The data:
+ + + +

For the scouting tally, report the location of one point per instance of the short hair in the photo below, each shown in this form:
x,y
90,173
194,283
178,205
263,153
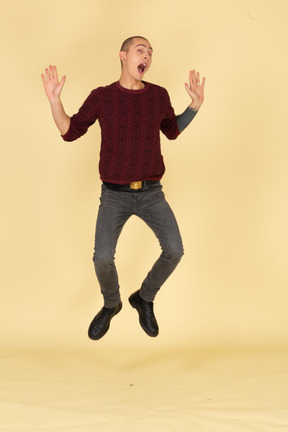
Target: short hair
x,y
126,44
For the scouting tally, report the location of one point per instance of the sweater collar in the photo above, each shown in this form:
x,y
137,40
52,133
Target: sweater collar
x,y
147,85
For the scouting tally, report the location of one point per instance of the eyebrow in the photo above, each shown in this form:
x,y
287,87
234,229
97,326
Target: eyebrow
x,y
145,46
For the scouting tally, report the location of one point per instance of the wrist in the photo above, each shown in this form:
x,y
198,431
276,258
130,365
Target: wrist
x,y
194,106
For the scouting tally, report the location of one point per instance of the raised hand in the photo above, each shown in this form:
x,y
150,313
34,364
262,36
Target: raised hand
x,y
195,89
51,83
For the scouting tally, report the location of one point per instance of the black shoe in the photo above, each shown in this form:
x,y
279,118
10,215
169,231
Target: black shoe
x,y
146,314
101,323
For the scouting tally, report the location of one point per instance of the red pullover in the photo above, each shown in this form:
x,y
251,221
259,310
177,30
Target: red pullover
x,y
130,122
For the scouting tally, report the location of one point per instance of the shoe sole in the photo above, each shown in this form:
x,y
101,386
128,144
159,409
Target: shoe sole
x,y
134,304
103,334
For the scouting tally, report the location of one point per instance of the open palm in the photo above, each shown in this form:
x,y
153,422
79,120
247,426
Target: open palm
x,y
51,83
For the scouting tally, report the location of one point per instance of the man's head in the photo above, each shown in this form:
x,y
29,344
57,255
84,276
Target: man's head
x,y
136,56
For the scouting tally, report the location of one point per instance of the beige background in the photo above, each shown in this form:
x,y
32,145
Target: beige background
x,y
226,175
227,182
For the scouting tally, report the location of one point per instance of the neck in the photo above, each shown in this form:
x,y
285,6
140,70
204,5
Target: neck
x,y
130,83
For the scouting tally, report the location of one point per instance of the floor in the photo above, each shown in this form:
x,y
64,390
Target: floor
x,y
185,389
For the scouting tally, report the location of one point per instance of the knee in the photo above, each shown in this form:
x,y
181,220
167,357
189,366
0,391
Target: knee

+ + + +

Exercise objective:
If a line in the records above holds the string "knee", copy it out.

Result of the task:
For the scouting tally, report the location of one point per instance of the knee in the photo above, each shown in this form:
Target: knee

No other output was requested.